Collected data entries
======
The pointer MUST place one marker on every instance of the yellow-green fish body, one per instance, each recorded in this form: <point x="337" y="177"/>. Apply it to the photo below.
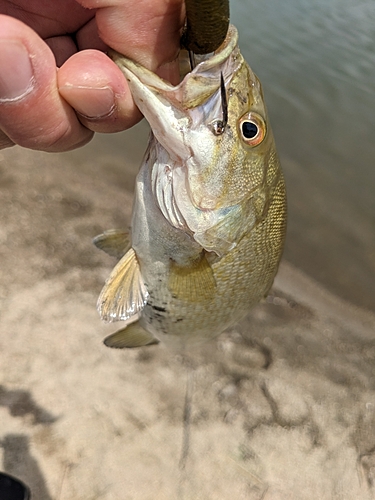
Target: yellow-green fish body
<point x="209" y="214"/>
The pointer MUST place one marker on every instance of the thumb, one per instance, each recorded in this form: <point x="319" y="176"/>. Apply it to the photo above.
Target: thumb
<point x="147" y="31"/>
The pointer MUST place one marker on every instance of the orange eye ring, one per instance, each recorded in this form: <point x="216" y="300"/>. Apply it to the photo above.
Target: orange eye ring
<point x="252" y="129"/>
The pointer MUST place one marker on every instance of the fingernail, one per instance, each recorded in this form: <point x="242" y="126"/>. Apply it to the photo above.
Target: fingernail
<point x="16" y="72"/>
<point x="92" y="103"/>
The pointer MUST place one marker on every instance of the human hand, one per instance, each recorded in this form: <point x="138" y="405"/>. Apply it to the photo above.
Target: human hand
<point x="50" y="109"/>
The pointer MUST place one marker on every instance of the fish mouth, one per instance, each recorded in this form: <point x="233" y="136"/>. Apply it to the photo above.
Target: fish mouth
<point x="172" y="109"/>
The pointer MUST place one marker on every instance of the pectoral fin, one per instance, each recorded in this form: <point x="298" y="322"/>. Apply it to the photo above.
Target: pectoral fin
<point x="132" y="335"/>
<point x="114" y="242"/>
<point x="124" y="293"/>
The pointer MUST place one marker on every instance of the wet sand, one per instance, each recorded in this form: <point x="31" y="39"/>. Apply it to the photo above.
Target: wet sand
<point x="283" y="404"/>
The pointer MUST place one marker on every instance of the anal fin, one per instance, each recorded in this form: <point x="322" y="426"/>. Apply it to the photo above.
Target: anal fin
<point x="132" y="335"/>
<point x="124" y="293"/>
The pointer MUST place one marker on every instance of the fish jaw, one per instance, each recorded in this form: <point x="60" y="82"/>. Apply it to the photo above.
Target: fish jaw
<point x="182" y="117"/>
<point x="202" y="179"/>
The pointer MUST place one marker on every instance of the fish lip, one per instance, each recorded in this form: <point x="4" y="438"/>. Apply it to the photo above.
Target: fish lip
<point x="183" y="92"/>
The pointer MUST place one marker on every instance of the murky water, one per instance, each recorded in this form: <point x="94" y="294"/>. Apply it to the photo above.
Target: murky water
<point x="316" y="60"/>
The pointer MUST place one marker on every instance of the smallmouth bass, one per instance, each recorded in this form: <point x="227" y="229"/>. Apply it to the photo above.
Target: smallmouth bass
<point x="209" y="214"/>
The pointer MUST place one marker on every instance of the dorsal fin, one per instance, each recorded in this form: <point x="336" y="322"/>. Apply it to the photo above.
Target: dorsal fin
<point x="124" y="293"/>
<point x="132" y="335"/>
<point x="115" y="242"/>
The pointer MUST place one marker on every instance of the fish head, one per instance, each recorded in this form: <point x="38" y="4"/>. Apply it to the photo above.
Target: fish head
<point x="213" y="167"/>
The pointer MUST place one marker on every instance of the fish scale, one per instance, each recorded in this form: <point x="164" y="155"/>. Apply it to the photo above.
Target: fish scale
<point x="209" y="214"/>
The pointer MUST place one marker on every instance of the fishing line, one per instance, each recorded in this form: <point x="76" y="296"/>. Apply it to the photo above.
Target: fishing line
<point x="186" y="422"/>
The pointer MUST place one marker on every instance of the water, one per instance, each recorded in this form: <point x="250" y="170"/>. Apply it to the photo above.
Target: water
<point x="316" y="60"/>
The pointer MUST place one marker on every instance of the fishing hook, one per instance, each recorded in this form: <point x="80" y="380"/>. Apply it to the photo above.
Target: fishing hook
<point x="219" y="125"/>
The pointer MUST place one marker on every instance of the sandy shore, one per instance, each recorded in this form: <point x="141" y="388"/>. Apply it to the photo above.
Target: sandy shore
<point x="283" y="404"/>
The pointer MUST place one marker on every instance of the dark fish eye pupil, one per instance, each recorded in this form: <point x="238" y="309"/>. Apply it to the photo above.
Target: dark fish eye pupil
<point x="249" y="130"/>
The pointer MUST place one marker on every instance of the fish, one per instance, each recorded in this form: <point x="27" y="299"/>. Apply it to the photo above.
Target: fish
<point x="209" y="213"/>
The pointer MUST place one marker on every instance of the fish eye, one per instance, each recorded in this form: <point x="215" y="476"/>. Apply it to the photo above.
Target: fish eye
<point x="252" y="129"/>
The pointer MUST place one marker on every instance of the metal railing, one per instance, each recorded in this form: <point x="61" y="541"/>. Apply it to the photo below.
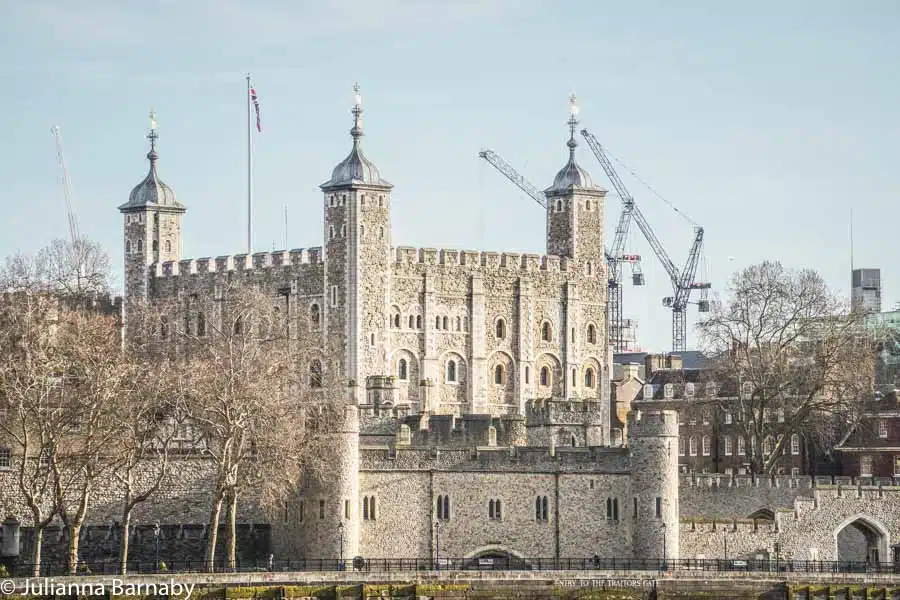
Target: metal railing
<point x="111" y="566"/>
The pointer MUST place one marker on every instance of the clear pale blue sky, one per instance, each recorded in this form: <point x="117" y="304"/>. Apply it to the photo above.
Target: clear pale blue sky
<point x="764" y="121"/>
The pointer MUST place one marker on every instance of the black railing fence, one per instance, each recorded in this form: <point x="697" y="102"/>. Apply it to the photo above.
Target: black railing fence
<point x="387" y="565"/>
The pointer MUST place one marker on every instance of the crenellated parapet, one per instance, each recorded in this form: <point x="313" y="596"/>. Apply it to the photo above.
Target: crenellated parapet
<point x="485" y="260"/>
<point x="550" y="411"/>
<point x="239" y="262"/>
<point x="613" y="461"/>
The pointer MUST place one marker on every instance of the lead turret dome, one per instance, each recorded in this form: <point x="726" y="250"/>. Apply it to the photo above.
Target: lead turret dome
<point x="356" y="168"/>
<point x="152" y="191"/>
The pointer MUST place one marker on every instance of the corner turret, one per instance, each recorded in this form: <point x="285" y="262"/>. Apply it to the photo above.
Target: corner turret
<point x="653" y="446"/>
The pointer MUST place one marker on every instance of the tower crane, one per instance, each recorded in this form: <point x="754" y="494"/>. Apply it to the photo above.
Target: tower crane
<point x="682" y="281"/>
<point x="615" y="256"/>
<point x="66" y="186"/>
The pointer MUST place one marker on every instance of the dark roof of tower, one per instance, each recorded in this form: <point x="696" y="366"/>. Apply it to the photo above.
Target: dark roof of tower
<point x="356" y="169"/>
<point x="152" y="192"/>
======
What the task asks: Count each line of the data where the word "below" appears, then reply with the total only.

Output for this task: 2